Task item =
The whole listing is to be restated, character for character.

══════

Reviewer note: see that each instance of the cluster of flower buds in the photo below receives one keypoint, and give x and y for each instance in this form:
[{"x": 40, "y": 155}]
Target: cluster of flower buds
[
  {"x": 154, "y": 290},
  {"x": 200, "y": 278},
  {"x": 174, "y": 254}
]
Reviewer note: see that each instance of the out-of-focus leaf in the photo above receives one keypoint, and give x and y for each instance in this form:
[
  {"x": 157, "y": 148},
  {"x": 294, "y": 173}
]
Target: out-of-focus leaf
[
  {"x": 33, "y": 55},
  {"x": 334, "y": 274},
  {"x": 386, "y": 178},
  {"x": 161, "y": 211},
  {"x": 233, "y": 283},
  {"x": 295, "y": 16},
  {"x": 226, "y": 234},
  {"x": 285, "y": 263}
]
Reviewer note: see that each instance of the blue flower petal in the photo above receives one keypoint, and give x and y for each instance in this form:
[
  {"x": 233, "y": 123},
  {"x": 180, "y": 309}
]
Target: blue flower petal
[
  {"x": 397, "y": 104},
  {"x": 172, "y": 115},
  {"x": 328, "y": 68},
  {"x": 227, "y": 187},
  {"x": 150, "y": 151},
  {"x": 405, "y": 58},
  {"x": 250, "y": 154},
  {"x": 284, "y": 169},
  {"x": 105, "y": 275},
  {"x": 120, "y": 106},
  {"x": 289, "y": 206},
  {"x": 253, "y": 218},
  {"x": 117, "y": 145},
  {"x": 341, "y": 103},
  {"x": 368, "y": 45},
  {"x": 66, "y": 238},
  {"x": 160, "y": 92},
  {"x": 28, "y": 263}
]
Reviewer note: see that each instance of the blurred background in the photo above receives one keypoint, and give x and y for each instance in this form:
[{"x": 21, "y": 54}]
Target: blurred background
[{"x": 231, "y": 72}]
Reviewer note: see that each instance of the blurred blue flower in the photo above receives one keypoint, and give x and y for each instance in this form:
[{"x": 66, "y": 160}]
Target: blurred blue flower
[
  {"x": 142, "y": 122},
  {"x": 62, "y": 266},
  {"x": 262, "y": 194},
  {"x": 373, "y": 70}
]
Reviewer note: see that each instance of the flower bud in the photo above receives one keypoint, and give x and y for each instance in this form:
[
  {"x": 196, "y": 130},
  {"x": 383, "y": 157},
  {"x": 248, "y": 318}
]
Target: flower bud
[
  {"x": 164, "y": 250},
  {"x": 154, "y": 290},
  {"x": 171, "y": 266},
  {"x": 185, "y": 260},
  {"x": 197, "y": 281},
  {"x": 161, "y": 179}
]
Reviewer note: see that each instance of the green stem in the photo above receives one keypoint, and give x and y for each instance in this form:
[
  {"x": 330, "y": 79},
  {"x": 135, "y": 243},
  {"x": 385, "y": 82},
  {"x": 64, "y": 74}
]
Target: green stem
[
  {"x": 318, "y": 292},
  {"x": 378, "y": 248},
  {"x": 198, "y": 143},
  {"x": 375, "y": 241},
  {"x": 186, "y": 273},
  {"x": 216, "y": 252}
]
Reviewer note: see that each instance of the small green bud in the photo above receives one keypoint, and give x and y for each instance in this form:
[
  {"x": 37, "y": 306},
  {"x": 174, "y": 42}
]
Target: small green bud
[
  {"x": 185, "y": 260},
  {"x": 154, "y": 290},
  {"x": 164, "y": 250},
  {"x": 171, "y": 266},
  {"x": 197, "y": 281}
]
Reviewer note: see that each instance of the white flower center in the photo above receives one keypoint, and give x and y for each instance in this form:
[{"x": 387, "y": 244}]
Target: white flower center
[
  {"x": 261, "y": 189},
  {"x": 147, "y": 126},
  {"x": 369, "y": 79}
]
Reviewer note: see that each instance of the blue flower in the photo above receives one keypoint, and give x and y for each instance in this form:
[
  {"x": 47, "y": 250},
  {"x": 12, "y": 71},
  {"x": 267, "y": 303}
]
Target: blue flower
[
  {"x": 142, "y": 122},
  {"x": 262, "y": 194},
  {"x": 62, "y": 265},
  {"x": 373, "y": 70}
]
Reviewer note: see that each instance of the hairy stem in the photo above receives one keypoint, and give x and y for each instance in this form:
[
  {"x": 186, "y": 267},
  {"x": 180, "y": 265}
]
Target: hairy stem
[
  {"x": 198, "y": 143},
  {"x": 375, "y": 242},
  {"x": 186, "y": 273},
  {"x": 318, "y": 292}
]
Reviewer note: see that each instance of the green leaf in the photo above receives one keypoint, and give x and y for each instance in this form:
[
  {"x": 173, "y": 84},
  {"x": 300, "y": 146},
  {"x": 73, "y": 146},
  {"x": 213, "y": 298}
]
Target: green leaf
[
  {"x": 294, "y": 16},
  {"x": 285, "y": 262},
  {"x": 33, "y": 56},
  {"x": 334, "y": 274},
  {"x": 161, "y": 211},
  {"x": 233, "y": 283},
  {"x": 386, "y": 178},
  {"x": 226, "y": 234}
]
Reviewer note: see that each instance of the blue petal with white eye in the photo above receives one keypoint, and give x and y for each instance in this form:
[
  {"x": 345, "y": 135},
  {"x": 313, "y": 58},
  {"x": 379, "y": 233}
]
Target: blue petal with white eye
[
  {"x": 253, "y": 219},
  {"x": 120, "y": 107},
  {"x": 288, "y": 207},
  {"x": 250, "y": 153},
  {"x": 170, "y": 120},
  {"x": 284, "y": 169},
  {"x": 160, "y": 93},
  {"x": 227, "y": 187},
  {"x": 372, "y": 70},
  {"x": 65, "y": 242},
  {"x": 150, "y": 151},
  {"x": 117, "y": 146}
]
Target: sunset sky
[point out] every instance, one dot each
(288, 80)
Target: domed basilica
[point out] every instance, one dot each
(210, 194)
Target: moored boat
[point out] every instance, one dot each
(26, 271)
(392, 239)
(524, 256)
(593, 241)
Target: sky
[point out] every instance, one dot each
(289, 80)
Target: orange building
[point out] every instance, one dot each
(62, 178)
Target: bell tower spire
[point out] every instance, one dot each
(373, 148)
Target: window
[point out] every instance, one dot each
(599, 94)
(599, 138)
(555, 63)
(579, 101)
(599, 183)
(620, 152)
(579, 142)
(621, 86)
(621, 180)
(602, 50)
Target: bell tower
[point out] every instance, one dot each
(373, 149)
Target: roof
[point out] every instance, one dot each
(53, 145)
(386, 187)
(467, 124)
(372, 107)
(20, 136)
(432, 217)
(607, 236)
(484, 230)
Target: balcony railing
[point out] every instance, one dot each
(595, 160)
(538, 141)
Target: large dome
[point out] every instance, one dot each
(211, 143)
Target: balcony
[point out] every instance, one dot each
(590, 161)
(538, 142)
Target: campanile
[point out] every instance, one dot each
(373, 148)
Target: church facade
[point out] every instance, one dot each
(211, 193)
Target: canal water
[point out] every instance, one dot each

══════

Solved exercise =
Reviewer note: see that each instance of the cluster of flower buds in the photo below receives one keypoint, and give x and y for each instance in this form:
[{"x": 40, "y": 155}]
Target: cluster of flower buds
[
  {"x": 154, "y": 290},
  {"x": 200, "y": 278},
  {"x": 174, "y": 254}
]
Reviewer note: see that each instance of the out-of-focus leaf in the photo above receives one keypoint, and give x and y for each instance in this form:
[
  {"x": 157, "y": 148},
  {"x": 294, "y": 173}
]
Target: out-of-focus leaf
[
  {"x": 33, "y": 55},
  {"x": 334, "y": 274},
  {"x": 386, "y": 178},
  {"x": 161, "y": 211},
  {"x": 233, "y": 283},
  {"x": 295, "y": 16},
  {"x": 226, "y": 234},
  {"x": 285, "y": 263}
]
Reviewer note: see that each instance of the blue flower petal in the photo above receives one keypoint, and give x and y for each instance in this form:
[
  {"x": 233, "y": 123},
  {"x": 180, "y": 309}
]
Target: blue flower petal
[
  {"x": 397, "y": 104},
  {"x": 172, "y": 115},
  {"x": 328, "y": 68},
  {"x": 227, "y": 187},
  {"x": 150, "y": 151},
  {"x": 405, "y": 58},
  {"x": 250, "y": 154},
  {"x": 284, "y": 169},
  {"x": 105, "y": 275},
  {"x": 120, "y": 106},
  {"x": 289, "y": 206},
  {"x": 253, "y": 218},
  {"x": 117, "y": 145},
  {"x": 341, "y": 103},
  {"x": 368, "y": 45},
  {"x": 66, "y": 238},
  {"x": 160, "y": 92},
  {"x": 28, "y": 263}
]
Reviewer note: see that each instance of the blurred background in the photo above receives one keypoint, and give x and y for each instance in this form:
[{"x": 21, "y": 54}]
Target: blurred background
[{"x": 231, "y": 72}]
Reviewer note: see that each instance of the blurred blue flower in the photo above receives one keypoint, and give x and y for each instance in this form:
[{"x": 66, "y": 160}]
Target: blurred blue flower
[
  {"x": 142, "y": 122},
  {"x": 62, "y": 266},
  {"x": 262, "y": 194},
  {"x": 373, "y": 70}
]
Reviewer note: see that each instance of the flower bud in the photo above receives one keypoint, and give x and y for each instance in this form:
[
  {"x": 196, "y": 130},
  {"x": 383, "y": 157},
  {"x": 248, "y": 318}
]
Target: flower bud
[
  {"x": 164, "y": 250},
  {"x": 154, "y": 290},
  {"x": 171, "y": 266},
  {"x": 185, "y": 260},
  {"x": 197, "y": 281},
  {"x": 161, "y": 179}
]
Reviewer note: see that each instance of the green stem in the photo above receives one keypoint, and give x and y for each instance in this form:
[
  {"x": 330, "y": 79},
  {"x": 135, "y": 243},
  {"x": 385, "y": 82},
  {"x": 64, "y": 74}
]
Target: green stem
[
  {"x": 318, "y": 292},
  {"x": 378, "y": 248},
  {"x": 198, "y": 143},
  {"x": 375, "y": 241},
  {"x": 186, "y": 273},
  {"x": 216, "y": 252}
]
Reviewer note: see that each instance of the small green bud in the photo above receives one keypoint, and give x and y for each instance in this form:
[
  {"x": 37, "y": 306},
  {"x": 174, "y": 42}
]
Target: small green bud
[
  {"x": 185, "y": 260},
  {"x": 154, "y": 290},
  {"x": 164, "y": 250},
  {"x": 171, "y": 266},
  {"x": 197, "y": 281}
]
Reviewer note: see that each instance of the white flower center in the photo above receives one keypoint, and give x and y for each instance in this form:
[{"x": 387, "y": 244}]
Target: white flower center
[
  {"x": 261, "y": 189},
  {"x": 147, "y": 126},
  {"x": 369, "y": 79}
]
Reviewer note: see that each instance of the blue flower in the photo above receives one keypoint, and give x and y for each instance in this form:
[
  {"x": 47, "y": 250},
  {"x": 12, "y": 71},
  {"x": 267, "y": 303}
]
Target: blue flower
[
  {"x": 142, "y": 122},
  {"x": 262, "y": 194},
  {"x": 62, "y": 265},
  {"x": 373, "y": 70}
]
Reviewer note: see that each instance of the hairy stem in the photo above receives one keypoint, and give x and y for each instance in this form:
[
  {"x": 186, "y": 267},
  {"x": 180, "y": 265}
]
Target: hairy stem
[
  {"x": 198, "y": 143},
  {"x": 375, "y": 242},
  {"x": 186, "y": 273},
  {"x": 318, "y": 292}
]
Reviewer note: see that each instance of the green leaf in the photo above receives one keypoint, and give x and y for each instance in this form:
[
  {"x": 173, "y": 84},
  {"x": 300, "y": 146},
  {"x": 73, "y": 146},
  {"x": 213, "y": 298}
]
Target: green leaf
[
  {"x": 294, "y": 16},
  {"x": 285, "y": 262},
  {"x": 33, "y": 56},
  {"x": 334, "y": 274},
  {"x": 161, "y": 211},
  {"x": 233, "y": 283},
  {"x": 386, "y": 178},
  {"x": 226, "y": 234}
]
Reviewer note: see that each instance of the blue petal with white eye in the photo above receives one keypoint, and give x and y for each instance in this form:
[
  {"x": 345, "y": 135},
  {"x": 313, "y": 58},
  {"x": 379, "y": 233}
]
Target: blue petal with white eye
[
  {"x": 253, "y": 219},
  {"x": 120, "y": 107},
  {"x": 288, "y": 207},
  {"x": 250, "y": 153},
  {"x": 170, "y": 120},
  {"x": 284, "y": 169},
  {"x": 160, "y": 93},
  {"x": 227, "y": 187},
  {"x": 372, "y": 70},
  {"x": 65, "y": 242},
  {"x": 150, "y": 151},
  {"x": 117, "y": 146}
]
Target: sunset sky
[point out] every instance, one dot each
(288, 80)
Target: domed basilica
[point out] every instance, one dot each
(210, 194)
Target: moored boat
[point out] every instance, one dot each
(26, 271)
(392, 239)
(524, 256)
(593, 241)
Target: sky
[point out] every instance, one dot each
(289, 80)
Target: orange building
[point out] every instance, one dot each
(62, 178)
Target: bell tower spire
[point out] every instance, one dot each
(373, 148)
Target: window
[point out] every instance, one dot each
(599, 94)
(599, 138)
(555, 63)
(579, 101)
(599, 183)
(620, 152)
(579, 142)
(621, 86)
(621, 180)
(602, 50)
Target: bell tower
[point out] every instance, one dot each
(373, 149)
Target: roof
[point out] every instance, one dot each
(53, 145)
(386, 187)
(467, 124)
(372, 107)
(20, 136)
(432, 217)
(607, 236)
(484, 230)
Target: balcony railing
[point out] every instance, one dot each
(595, 160)
(538, 141)
Target: large dome
[point out] every instance, one dot each
(211, 143)
Target: balcony
[point out] every instance, one dot each
(590, 161)
(538, 142)
Target: campanile
[point out] every instance, one dot each
(373, 148)
Target: church facade
[point out] every instance, one dot each
(211, 193)
Target: canal water
[point out] every instance, one dot each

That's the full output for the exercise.